-------- Records for this exercise
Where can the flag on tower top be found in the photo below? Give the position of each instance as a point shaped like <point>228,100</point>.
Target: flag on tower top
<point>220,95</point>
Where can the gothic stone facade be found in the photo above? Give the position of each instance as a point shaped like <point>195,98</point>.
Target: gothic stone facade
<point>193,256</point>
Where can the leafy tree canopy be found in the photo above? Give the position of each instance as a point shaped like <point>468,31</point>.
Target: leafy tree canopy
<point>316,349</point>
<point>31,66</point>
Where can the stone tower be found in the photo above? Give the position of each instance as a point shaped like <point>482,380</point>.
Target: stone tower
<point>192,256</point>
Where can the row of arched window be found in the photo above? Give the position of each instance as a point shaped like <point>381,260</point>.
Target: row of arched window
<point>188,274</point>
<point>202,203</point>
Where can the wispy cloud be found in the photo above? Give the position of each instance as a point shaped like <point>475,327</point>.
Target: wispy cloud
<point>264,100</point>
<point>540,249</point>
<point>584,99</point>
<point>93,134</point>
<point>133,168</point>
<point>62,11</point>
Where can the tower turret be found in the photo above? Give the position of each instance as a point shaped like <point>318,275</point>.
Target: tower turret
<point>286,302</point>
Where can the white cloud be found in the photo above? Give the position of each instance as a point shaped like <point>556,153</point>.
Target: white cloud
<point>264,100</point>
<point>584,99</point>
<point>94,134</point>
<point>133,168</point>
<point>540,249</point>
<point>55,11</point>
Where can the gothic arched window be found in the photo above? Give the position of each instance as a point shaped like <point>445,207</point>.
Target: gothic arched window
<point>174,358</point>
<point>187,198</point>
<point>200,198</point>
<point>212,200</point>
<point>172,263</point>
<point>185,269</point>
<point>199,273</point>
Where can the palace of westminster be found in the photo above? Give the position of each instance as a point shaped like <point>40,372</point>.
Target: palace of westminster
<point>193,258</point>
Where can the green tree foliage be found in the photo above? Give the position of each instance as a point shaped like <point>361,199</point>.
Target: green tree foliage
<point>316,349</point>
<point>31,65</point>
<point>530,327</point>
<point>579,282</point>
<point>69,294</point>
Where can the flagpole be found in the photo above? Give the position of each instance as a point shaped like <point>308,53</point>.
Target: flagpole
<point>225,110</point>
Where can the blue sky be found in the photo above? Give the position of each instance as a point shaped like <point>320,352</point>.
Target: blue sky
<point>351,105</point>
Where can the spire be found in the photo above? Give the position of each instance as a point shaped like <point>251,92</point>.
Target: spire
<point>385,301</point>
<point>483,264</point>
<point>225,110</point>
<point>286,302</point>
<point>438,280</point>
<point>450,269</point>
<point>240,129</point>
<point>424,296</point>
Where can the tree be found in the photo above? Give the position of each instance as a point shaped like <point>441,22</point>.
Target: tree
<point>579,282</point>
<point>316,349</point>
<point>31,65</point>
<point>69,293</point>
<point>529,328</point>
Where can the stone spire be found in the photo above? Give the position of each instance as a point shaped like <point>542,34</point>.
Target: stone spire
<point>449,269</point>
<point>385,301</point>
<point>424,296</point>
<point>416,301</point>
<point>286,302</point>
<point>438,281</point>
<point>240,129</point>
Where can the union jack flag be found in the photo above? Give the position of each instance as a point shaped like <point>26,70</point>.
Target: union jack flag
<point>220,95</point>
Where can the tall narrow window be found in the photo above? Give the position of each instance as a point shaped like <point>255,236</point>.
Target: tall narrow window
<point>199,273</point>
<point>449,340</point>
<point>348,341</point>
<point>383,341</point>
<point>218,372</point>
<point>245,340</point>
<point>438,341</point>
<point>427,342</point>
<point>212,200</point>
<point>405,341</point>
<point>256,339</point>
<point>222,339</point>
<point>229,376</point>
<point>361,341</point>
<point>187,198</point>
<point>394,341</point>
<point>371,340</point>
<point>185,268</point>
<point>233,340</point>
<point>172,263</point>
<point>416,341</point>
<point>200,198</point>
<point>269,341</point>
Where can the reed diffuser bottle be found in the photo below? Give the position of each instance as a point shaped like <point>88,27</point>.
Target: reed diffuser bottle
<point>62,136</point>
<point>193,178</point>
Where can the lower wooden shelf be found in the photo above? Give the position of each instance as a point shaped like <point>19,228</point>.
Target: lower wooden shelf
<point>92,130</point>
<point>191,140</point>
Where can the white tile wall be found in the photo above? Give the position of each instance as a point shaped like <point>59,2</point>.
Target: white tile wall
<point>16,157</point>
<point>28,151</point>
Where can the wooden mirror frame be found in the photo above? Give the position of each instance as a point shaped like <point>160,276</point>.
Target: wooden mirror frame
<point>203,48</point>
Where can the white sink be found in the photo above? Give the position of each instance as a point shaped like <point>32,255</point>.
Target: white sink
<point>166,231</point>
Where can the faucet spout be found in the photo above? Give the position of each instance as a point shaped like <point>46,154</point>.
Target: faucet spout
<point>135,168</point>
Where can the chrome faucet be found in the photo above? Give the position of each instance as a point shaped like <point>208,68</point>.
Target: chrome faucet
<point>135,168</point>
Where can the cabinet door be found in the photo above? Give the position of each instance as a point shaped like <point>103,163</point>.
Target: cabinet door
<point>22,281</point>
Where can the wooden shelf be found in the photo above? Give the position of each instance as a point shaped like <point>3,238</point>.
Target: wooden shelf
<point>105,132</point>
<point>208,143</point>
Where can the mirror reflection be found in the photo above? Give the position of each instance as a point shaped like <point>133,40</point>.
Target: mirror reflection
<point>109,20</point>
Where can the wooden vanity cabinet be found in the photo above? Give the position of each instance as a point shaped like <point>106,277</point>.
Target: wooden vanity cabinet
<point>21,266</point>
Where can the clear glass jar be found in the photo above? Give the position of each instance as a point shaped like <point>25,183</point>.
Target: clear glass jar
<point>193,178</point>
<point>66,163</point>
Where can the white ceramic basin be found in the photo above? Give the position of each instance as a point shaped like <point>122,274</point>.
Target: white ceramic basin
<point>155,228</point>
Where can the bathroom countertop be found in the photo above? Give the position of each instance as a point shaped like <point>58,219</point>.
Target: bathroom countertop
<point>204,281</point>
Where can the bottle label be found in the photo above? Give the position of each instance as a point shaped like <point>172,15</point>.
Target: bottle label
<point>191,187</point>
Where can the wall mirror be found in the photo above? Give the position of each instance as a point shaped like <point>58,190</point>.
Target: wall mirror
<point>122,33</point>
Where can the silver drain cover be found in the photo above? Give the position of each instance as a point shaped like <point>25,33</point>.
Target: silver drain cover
----------------
» **Exercise objective**:
Reproduce all of the data above, swapping every "shaped like" for "formatted as" and leaving everything else unchanged.

» **Output of the task**:
Where can the flag on tower top be found in the photo below? Give the position of each instance as a point formatted as <point>228,100</point>.
Target: flag on tower top
<point>220,95</point>
Where can the gothic stone facade be found in the photo above? Give the position of each instance as a point formatted as <point>195,98</point>.
Target: gothic stone facade
<point>193,256</point>
Where can the leafy tree canopy be found in the photo above? Give the position of each instance as a point formatted as <point>468,31</point>.
Target: leafy tree canopy
<point>316,349</point>
<point>31,66</point>
Where can the stone tower be found in the photo above? Give the position of each instance as a point formatted as <point>482,380</point>.
Target: stone tower
<point>192,256</point>
Where can the row of arched window be found in the photo above? Give the position of each instance as a point formatted as <point>381,260</point>.
Target: row of arched window
<point>188,274</point>
<point>202,203</point>
Where can the wispy cloud be found in the photo above? Give the position of each instance as a point formatted as <point>475,327</point>.
Target: wispy cloud
<point>264,100</point>
<point>540,249</point>
<point>584,99</point>
<point>93,134</point>
<point>133,168</point>
<point>62,11</point>
Where can the tower turret be found in the photo above? Give the position of each instance as a point formatted as <point>318,275</point>.
Target: tower turret
<point>286,302</point>
Where can the white cloud be found in the photo above? Give the position of each instance as a point formatted as <point>556,153</point>.
Target: white cloud
<point>264,100</point>
<point>584,99</point>
<point>94,134</point>
<point>133,168</point>
<point>540,249</point>
<point>55,11</point>
Where can the gothic arched window be found in the photo above? Give the position of each instance as a point formatted as <point>445,207</point>.
Target: gothic arched window
<point>174,358</point>
<point>187,198</point>
<point>200,198</point>
<point>212,200</point>
<point>172,263</point>
<point>185,269</point>
<point>199,273</point>
Where can the palace of westminster be found in the photo above? Give the position of each instance as a point formatted as <point>40,372</point>.
Target: palace of westminster
<point>193,258</point>
Where can the green tree foliage be found in the photo above? Give the position of each instance as a point formatted as <point>361,199</point>.
Target: green tree foliage
<point>316,349</point>
<point>31,65</point>
<point>530,327</point>
<point>579,282</point>
<point>69,294</point>
Where can the flagpole be found in the photo above? Give the position of each instance as a point formatted as <point>308,53</point>.
Target: flagpole
<point>225,110</point>
Where can the blue sky be found in the photo above? Give the position of each instance as a point formatted as <point>320,352</point>.
Target: blue sky
<point>351,105</point>
Where can the spire be found in the photo above? Give the position of each instance as a point formatted as <point>251,92</point>.
Target: spire
<point>385,301</point>
<point>483,264</point>
<point>225,110</point>
<point>286,302</point>
<point>438,280</point>
<point>450,269</point>
<point>240,129</point>
<point>424,296</point>
Where can the tree be found in the photo above? Give the position of each instance as a point formatted as <point>441,22</point>.
Target: tree
<point>579,282</point>
<point>316,349</point>
<point>31,65</point>
<point>69,293</point>
<point>529,328</point>
Where can the stone spire be found in the photo above? Give the position of each instance as a point formatted as <point>542,34</point>.
Target: stone spire
<point>449,269</point>
<point>385,301</point>
<point>424,296</point>
<point>416,301</point>
<point>286,302</point>
<point>438,281</point>
<point>240,129</point>
Where can the union jack flag be found in the photo above? Give the position of each instance as a point formatted as <point>26,70</point>.
Target: union jack flag
<point>220,95</point>
Where can the tall narrow window be found in the photo above? Give the position of each instance as a point formatted as <point>255,236</point>.
Target: tall narrow window
<point>199,273</point>
<point>449,340</point>
<point>348,341</point>
<point>383,341</point>
<point>218,372</point>
<point>245,340</point>
<point>438,341</point>
<point>427,342</point>
<point>212,200</point>
<point>405,341</point>
<point>256,339</point>
<point>222,339</point>
<point>229,376</point>
<point>361,341</point>
<point>187,198</point>
<point>394,341</point>
<point>371,340</point>
<point>185,268</point>
<point>233,340</point>
<point>172,263</point>
<point>416,341</point>
<point>200,198</point>
<point>269,341</point>
Where can the reed diffuser bottle be found in the photo below? Give the position of each instance as a point formatted as <point>88,27</point>.
Target: reed diffuser bottle
<point>62,136</point>
<point>193,178</point>
Where can the lower wooden shelf be found in the photo above? Give the position of each instance as a point formatted as <point>19,228</point>.
Target: lower wooden shelf
<point>92,130</point>
<point>191,140</point>
Where can the white tile wall be found in the photo above? Give the position of each instance as a point formatted as <point>59,2</point>.
Target: white tile wall
<point>16,157</point>
<point>28,151</point>
Where can the wooden mirror frame be found in the photo above? Give the position of each instance as a point formatted as <point>160,276</point>.
Target: wooden mirror frame
<point>203,48</point>
Where can the white sink be found in the photo above? Give the position of each instance as a point formatted as <point>32,255</point>.
Target: white sink
<point>166,231</point>
Where can the faucet spout be found in the photo above? Give the position of each instance as a point formatted as <point>46,154</point>.
Target: faucet spout
<point>135,168</point>
Where can the chrome faucet be found in the photo above? Give the position of each instance as a point formatted as <point>208,68</point>.
Target: chrome faucet
<point>135,168</point>
Where can the cabinet door be found in the photo above? Give the position of each instance as a point formatted as <point>103,163</point>.
Target: cabinet door
<point>22,281</point>
Where can the wooden shelf be found in the photo above? Give the position of each instance as a point formatted as <point>3,238</point>.
Target: wooden shelf
<point>105,132</point>
<point>208,143</point>
Where can the mirror reflection be found in the photo above? Give the position of each instance as a point formatted as <point>133,40</point>.
Target: mirror reflection
<point>109,20</point>
Where can the wooden vanity cabinet be found in the photo above? Give the position of each instance as a point formatted as <point>106,277</point>.
Target: wooden vanity cabinet
<point>21,266</point>
Where can the clear glass jar be found in the photo above? Give the position of each instance as a point formatted as <point>25,183</point>.
Target: clear glass jar
<point>193,178</point>
<point>66,163</point>
Where can the white ceramic basin be found in the photo above? Give the position of each instance as a point formatted as <point>122,274</point>.
Target: white ceramic basin
<point>155,228</point>
Where can the bathroom countertop be found in the photo above? Give the position of each instance as a point formatted as <point>58,219</point>.
Target: bathroom countertop
<point>204,281</point>
Where can the bottle label be found in the photo above? Give the position of each instance as a point formatted as <point>172,15</point>.
Target: bottle label
<point>191,187</point>
Where can the wall mirror be found in the photo above? Give the position of each instance as a point formatted as <point>58,190</point>.
Target: wall mirror
<point>122,33</point>
Where can the silver drain cover be found in the photo above? Give the position of each instance as a point formatted as <point>25,33</point>.
Target: silver drain cover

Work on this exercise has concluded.